Dataset rows on where objects appear:
_ _ _ _
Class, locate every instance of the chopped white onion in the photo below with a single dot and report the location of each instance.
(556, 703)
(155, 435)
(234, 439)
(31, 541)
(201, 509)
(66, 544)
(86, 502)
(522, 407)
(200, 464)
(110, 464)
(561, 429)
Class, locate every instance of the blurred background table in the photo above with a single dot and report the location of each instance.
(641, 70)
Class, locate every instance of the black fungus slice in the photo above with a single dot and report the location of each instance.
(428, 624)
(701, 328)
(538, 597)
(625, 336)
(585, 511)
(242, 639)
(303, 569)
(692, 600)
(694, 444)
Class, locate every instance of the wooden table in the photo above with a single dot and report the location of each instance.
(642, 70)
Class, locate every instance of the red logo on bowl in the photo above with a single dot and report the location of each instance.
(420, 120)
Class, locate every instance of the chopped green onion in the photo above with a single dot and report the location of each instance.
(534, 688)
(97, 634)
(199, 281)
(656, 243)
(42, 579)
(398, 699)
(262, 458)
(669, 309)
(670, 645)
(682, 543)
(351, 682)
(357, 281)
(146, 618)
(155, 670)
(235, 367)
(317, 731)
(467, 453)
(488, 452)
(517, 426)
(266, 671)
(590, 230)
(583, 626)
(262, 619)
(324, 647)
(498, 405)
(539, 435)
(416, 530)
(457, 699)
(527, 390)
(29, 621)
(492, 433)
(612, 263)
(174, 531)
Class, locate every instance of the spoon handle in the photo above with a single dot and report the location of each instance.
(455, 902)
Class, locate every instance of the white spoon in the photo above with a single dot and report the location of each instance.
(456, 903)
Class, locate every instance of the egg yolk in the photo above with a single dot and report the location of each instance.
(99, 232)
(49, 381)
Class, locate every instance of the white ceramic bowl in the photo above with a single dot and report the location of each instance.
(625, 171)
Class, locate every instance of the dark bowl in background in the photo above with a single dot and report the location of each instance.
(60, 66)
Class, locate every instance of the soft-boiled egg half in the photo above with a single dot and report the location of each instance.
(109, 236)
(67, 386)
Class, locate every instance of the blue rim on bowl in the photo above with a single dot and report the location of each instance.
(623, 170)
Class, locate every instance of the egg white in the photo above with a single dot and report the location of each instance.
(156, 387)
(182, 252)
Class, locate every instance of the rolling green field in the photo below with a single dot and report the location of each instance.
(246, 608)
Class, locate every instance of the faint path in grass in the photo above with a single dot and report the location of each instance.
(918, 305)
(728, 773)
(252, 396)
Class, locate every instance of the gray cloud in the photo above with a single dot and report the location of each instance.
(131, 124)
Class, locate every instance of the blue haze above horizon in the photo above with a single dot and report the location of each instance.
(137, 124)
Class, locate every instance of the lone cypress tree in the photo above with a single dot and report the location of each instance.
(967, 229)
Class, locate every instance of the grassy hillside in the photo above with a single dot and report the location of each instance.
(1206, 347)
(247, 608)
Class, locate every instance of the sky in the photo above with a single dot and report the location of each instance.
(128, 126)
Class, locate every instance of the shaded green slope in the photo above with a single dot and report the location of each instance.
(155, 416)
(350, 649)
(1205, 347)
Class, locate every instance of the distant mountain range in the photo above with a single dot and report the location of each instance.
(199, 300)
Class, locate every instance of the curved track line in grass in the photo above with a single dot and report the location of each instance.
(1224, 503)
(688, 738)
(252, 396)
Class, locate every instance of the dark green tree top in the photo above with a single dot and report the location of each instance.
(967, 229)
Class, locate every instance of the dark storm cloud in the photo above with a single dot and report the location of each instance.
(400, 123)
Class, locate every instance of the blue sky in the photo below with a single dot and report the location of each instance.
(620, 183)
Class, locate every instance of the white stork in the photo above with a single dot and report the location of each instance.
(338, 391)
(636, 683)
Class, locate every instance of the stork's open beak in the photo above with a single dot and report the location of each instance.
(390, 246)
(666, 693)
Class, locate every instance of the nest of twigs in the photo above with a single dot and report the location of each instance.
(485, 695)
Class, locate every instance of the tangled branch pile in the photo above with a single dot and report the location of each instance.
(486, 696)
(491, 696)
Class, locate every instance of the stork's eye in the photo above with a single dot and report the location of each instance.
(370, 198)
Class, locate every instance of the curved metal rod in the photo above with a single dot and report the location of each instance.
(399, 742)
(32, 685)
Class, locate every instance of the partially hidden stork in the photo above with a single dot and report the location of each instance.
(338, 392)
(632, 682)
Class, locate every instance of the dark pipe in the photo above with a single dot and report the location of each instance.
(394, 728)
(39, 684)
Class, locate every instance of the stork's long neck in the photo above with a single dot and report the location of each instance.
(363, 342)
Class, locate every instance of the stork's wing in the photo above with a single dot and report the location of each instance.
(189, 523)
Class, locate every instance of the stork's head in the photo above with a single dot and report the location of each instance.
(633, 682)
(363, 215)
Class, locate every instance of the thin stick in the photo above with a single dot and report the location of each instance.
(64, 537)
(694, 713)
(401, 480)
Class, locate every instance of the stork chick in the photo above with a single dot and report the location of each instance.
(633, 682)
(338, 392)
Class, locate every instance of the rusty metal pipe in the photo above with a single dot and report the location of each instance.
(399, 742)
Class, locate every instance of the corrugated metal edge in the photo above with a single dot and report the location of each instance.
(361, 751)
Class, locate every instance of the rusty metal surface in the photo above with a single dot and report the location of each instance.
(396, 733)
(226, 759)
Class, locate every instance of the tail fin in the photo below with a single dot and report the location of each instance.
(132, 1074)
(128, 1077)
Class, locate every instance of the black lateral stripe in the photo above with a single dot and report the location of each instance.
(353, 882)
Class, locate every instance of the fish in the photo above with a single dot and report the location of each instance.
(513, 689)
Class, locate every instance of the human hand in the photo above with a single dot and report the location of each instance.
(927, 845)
_ _ _ _
PROBLEM
Replace "with a single dot" with "with one point" throughout the rows above, leaving everything else as it is.

RESPONSE TO THIS EXERCISE
Class, locate every instance of the chopped white onion in the photo below with one point and report the location of each instance.
(556, 703)
(155, 435)
(234, 439)
(31, 541)
(201, 509)
(66, 544)
(86, 502)
(522, 407)
(200, 464)
(110, 464)
(561, 429)
Class, locate every instance of the blurred background table in the photo above with one point and report the location of each instance.
(641, 70)
Class, locate every instance of the black fungus slice in the photo above with one point and report the location of each instance.
(428, 624)
(701, 328)
(538, 597)
(625, 336)
(585, 511)
(242, 639)
(303, 569)
(692, 600)
(694, 444)
Class, locate every instance of the wooden table in the photo above with one point and report the location of each instance.
(642, 70)
Class, locate every instance of the red logo on bowl in the photo above with one point and report the location of each instance.
(420, 120)
Class, locate every instance of the chopped green onion in the photo above with one point and report the location of each instance.
(534, 688)
(97, 634)
(199, 281)
(656, 243)
(42, 579)
(398, 699)
(262, 458)
(669, 309)
(670, 645)
(682, 543)
(351, 682)
(357, 281)
(146, 618)
(155, 670)
(235, 367)
(317, 731)
(467, 453)
(488, 452)
(517, 426)
(266, 671)
(590, 230)
(583, 626)
(262, 619)
(324, 647)
(498, 405)
(539, 435)
(416, 530)
(457, 699)
(527, 390)
(29, 621)
(492, 433)
(612, 263)
(174, 531)
Class, locate every instance of the spoon handle in the photo above with one point and report the location of each instance.
(455, 902)
Class, locate every instance of the white spoon in the photo above with one point and report the location of each instance.
(456, 903)
Class, locate every instance of the egg yolk in the photo above with one point and report the location of each instance.
(99, 232)
(49, 381)
Class, locate every instance of the white ceramic bowl in the photo above with one point and report the location of each instance.
(625, 171)
Class, locate every instance of the dark bowl in background in the photo above with one point and report the location of each instance.
(60, 66)
Class, locate every instance of the soft-boiled egg half in the photo above with one point and report the location of each instance.
(109, 236)
(67, 386)
Class, locate every instance of the blue rim on bowl in the photo above with one point and report the location of each instance.
(623, 170)
Class, locate every instance of the egg white in the photo above with one point and report the location of each instance.
(156, 387)
(182, 252)
Class, locate every instance of the rolling green field in the photo below with one point and report the location of each instance.
(246, 608)
Class, locate every instance of the faint path in grass in the photo above with one point and report the location of each instance.
(918, 305)
(728, 773)
(252, 396)
Class, locate every instance of the gray cloud in the photo above with one point and report the location of each instance.
(131, 124)
Class, locate every instance of the blue haze above horizon in the photo above with one point and report the location of each instance.
(137, 124)
Class, locate every instance of the lone cypress tree in the photo above with one point and report the location of each instance.
(967, 229)
Class, locate every instance of the grassy hillside in the photo above with one point and report the location of each instance.
(1206, 347)
(247, 608)
Class, locate every instance of the sky in the photo above with one point and report the location of each instance.
(128, 126)
Class, locate every instance of the shaded green slope in the photo above with one point and report the location of each instance.
(155, 416)
(350, 649)
(1205, 347)
Class, locate every instance of the distant mountain range in the photo above with one point and report the location of each instance.
(199, 300)
Class, locate every instance of the curved track line in grass in the photo above with one point and report the location of each instance.
(1224, 503)
(688, 738)
(252, 396)
Class, locate every instance of the dark green tree top in the photo above with one point and report the location of each instance.
(967, 229)
Class, locate every instance of the dark storm cloud in the photo above with one point and report the location of each instance.
(400, 123)
Class, locate every instance of the blue sky in the photo below with one point and report the location of each instance.
(620, 183)
Class, locate every instance of the white stork in the photo above with one point and report the location of each instance.
(338, 391)
(636, 683)
Class, locate every instance of the stork's open beak in the photo above with one point and report the location of each instance.
(390, 246)
(666, 693)
Class, locate every instance of the nest of twigs in the photo above with one point and report the location of each instance.
(485, 695)
Class, locate every instance of the tangled branch pile in the photo above with one point and report the location of each instance.
(486, 696)
(491, 696)
Class, locate every instance of the stork's eye in the photo above with one point and report the location of each instance.
(370, 198)
Class, locate every instance of the curved metal rod in the photo above with one point and report the location of each instance.
(399, 742)
(32, 685)
Class, locate every instance of the partially hidden stork in the photo above with one point and report the location of each instance.
(338, 392)
(632, 682)
Class, locate every instance of the dark pipe in the photo above with one point and report the location of each instance.
(394, 728)
(39, 684)
Class, locate every instance of the stork's long neck in the photo above with one point and report the location of each instance.
(363, 342)
Class, locate every instance of the stork's wing in the photo above with one point and report the location of each instance.
(189, 523)
Class, locate every instance of the stork's head in the photo above with one point and report the location of each instance.
(633, 682)
(363, 215)
Class, locate every instance of the thin stick in the photo above with one point and report the location of each instance.
(64, 537)
(694, 713)
(401, 480)
Class, locate every instance of the stork chick in the photo above with one point and report the location of each instance.
(633, 682)
(338, 392)
Class, locate every instance of the rusty metal pipe in the photo above with one point and report the location of each instance.
(399, 742)
Class, locate every instance of the corrugated metal edge in the photo above with one point and report the location of each instance.
(361, 751)
Class, locate every instance of the rusty metal surface in the photo above with one point and report the location of each instance.
(396, 733)
(226, 759)
Class, locate every instance of the tail fin in the photo below with one point and report the location of each instance.
(132, 1074)
(128, 1077)
Class, locate every instance of the black lateral stripe in the photo above with one point and report the location of each instance.
(353, 882)
Class, locate every instance of the fish in the photo above with one point and report the location of each instance.
(513, 689)
Class, locate every instance of the human hand in the photo above with one point and report the location of each instance.
(927, 845)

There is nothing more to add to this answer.